Dataset rows:

== == ==

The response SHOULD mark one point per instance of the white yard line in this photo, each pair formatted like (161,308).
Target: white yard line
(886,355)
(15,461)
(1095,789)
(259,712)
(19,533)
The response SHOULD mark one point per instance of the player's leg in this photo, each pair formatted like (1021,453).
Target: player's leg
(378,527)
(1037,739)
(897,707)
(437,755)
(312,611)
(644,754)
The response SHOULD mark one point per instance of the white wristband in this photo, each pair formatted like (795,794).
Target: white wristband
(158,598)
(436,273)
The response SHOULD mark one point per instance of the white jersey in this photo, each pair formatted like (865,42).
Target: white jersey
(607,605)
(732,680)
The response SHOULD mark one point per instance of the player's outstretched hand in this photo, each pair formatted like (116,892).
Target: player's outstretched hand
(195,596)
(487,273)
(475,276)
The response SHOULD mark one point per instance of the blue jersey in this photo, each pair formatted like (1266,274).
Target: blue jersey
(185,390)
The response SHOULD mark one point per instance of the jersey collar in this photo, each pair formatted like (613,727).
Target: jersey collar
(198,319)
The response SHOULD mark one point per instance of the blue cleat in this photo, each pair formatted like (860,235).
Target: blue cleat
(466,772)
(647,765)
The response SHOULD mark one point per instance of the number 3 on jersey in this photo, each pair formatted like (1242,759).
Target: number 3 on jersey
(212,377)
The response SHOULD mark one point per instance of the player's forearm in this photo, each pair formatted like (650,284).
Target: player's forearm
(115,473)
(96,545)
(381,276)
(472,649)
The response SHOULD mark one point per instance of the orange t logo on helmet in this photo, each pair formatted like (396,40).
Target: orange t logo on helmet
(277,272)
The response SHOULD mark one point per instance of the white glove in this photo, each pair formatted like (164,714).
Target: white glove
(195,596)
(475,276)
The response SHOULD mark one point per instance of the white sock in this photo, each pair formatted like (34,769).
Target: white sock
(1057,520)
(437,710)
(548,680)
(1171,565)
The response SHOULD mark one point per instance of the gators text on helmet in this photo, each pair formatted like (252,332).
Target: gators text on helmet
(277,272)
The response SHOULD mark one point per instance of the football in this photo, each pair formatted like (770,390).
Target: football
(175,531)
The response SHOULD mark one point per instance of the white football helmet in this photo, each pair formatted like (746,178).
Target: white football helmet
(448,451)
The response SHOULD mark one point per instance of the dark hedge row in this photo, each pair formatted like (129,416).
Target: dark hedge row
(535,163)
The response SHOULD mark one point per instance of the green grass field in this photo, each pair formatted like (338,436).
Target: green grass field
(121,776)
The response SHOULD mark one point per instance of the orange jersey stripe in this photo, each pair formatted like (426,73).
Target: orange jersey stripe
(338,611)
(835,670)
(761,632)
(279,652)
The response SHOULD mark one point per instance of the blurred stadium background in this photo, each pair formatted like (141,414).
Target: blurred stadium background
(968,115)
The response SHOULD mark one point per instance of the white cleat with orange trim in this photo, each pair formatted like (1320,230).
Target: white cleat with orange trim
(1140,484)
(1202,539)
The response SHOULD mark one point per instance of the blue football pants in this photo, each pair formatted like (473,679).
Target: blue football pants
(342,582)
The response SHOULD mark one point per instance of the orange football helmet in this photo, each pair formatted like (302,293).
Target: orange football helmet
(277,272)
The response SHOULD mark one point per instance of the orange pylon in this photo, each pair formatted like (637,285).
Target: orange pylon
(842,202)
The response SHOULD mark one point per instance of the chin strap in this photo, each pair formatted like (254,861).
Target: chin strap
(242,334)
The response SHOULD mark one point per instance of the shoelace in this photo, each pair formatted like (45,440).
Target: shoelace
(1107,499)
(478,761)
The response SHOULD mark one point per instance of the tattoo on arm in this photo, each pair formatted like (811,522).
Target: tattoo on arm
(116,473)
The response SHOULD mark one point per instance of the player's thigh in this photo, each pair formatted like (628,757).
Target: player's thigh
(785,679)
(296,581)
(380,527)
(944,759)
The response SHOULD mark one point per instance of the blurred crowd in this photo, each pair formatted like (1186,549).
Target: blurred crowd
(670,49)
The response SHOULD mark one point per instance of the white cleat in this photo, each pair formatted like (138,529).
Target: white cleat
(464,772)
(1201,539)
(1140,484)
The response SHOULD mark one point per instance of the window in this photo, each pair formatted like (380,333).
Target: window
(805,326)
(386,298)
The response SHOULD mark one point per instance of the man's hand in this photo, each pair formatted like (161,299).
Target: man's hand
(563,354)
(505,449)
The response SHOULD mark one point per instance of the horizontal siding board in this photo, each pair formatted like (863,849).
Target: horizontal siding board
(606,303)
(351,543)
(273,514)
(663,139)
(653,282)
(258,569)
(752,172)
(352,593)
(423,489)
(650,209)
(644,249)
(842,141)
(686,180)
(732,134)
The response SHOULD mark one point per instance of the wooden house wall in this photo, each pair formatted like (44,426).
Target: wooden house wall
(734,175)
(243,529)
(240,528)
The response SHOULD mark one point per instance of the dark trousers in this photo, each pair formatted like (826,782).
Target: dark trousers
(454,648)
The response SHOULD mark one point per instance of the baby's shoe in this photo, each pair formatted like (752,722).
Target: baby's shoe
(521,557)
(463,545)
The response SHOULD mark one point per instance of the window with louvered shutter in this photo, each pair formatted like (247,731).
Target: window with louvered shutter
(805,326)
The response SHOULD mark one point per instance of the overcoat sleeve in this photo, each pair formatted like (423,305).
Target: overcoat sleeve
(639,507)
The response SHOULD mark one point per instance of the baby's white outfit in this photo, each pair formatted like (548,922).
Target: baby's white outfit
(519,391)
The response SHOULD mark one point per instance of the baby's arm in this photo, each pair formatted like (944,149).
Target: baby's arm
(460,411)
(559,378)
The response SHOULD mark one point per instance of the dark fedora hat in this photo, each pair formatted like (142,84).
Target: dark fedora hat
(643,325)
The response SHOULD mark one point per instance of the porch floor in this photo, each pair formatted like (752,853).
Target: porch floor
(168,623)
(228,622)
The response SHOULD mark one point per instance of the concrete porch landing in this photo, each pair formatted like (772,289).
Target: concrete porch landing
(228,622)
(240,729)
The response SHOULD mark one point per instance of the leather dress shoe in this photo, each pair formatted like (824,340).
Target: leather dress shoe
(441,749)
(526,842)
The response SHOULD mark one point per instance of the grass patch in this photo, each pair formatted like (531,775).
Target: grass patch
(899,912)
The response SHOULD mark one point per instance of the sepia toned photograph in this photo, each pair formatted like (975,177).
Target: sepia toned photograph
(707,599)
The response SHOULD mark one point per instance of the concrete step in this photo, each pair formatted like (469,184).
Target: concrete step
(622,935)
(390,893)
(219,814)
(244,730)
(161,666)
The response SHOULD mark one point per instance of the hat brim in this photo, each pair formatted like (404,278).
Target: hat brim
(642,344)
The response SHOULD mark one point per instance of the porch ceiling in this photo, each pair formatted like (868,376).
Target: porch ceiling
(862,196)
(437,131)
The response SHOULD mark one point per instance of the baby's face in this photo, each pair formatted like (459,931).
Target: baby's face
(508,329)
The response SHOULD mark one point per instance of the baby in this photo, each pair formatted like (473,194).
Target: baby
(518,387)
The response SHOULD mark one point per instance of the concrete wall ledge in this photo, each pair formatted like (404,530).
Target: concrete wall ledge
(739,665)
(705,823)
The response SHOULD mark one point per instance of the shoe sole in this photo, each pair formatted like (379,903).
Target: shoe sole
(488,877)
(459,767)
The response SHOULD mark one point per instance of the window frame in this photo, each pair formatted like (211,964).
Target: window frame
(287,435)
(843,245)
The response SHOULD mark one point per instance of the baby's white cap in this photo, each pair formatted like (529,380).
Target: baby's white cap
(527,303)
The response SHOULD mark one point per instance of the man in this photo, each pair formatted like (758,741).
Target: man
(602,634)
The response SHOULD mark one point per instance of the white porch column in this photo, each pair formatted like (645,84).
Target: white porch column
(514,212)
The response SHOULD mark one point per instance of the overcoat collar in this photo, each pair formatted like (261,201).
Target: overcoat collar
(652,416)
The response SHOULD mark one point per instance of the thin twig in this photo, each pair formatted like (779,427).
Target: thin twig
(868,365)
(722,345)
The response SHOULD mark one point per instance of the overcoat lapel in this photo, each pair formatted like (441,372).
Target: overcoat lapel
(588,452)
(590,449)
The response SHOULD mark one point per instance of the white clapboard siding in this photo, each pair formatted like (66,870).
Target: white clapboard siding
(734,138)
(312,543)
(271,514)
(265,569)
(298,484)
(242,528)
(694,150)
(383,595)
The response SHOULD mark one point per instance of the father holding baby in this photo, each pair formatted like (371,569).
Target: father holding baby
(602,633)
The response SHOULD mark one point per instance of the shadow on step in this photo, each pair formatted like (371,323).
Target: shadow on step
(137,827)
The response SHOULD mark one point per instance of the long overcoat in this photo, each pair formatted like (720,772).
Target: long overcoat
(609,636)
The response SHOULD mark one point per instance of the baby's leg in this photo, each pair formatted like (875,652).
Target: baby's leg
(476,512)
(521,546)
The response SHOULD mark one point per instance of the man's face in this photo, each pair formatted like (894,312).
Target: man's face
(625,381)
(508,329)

== == ==

Written instruction: Rewrite as a numbered list, with blank lines left out, the lines from the one containing "The response SHOULD mark one point per instance of the father" through the end of the records.

Final result:
1. The response SHOULD mark one point per instance of the father holding baby in this photo, each pair formatted like (371,569).
2. Target: father holding baby
3. (602,633)
4. The response SHOULD mark one point per instance of the shadow on step in this photo, each pair formatted like (371,323).
5. Target: shadow on step
6. (137,827)
7. The response SHOULD mark one point per instance of the long overcoat in this photo, each pair formatted like (720,772).
8. Target: long overcoat
9. (609,636)
10. The response SHOULD mark one point per instance of the baby's leg in this photo, each pair formatted like (875,652).
11. Target: baby's leg
12. (476,512)
13. (521,546)
14. The response SHOULD mark one point per instance of the man's face in this photo, each pair formatted like (894,312).
15. Target: man's face
16. (625,381)
17. (508,329)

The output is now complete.